What you are asked to do
Could you write out the opening lines of the data, word for word, stopping after the line that contains "I would appreciate it if you could identify the white"?

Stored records
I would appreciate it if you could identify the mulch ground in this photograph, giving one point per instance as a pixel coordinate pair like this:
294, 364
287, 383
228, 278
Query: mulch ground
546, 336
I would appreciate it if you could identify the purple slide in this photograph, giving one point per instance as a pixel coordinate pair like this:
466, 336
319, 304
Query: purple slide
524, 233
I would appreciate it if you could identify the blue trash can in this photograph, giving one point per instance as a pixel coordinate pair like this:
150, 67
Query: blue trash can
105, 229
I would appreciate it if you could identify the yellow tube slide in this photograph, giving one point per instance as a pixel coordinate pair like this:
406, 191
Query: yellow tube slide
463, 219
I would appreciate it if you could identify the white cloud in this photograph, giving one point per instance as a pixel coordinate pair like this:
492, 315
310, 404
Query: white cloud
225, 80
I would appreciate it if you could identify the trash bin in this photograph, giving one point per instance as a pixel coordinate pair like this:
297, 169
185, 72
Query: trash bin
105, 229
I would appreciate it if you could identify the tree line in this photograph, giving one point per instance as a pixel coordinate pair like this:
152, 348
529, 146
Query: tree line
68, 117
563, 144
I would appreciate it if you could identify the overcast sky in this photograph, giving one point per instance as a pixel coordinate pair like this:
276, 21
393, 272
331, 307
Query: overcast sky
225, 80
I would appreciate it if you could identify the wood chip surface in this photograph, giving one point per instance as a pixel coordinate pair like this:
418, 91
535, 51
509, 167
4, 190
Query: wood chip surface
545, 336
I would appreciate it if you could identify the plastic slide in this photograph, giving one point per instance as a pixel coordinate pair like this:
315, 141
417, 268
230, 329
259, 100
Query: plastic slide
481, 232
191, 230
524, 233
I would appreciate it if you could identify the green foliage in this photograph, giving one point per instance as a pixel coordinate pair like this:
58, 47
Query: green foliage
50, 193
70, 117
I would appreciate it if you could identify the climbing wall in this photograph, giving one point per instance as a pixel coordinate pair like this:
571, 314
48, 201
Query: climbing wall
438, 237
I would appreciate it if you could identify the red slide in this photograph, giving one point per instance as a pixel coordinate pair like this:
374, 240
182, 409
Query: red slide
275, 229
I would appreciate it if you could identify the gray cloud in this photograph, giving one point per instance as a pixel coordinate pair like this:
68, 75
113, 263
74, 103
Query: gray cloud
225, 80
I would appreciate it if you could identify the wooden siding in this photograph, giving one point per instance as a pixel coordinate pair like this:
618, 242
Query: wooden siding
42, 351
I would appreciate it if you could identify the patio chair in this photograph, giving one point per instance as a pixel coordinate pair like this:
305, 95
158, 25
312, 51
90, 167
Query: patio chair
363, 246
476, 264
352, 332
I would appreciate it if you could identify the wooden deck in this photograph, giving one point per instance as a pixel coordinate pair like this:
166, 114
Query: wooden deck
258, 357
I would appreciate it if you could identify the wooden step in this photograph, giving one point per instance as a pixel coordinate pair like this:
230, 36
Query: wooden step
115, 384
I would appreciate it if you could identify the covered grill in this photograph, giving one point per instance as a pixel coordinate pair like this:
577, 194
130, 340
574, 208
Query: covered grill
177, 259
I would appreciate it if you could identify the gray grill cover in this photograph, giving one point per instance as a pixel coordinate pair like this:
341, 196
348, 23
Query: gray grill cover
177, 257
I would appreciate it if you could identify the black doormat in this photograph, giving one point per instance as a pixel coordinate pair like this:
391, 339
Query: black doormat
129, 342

Task result
I would appreciate it if you could identify the mulch ground in this photograph, giving one point per instance as a pixel coordinate pair like this:
294, 364
287, 383
228, 278
Query: mulch ground
546, 336
I would appreciate it if you could identify the purple slide in this photograph, giving one point per instance as a pixel coordinate pair like this:
466, 336
319, 304
Query: purple slide
524, 233
I would appreciate it if you could identify the blue trash can in this photograph, giving one point per instance as a pixel coordinate pair like this:
150, 67
Query: blue trash can
105, 229
I would appreciate it if you could identify the yellow tube slide in this photograph, giving one point per instance as a pixel coordinate pair like this:
406, 191
Query: yellow tube slide
463, 219
I would appreciate it if you could identify the white cloud in this photograph, giving one point per instance as a pixel coordinate pair like this:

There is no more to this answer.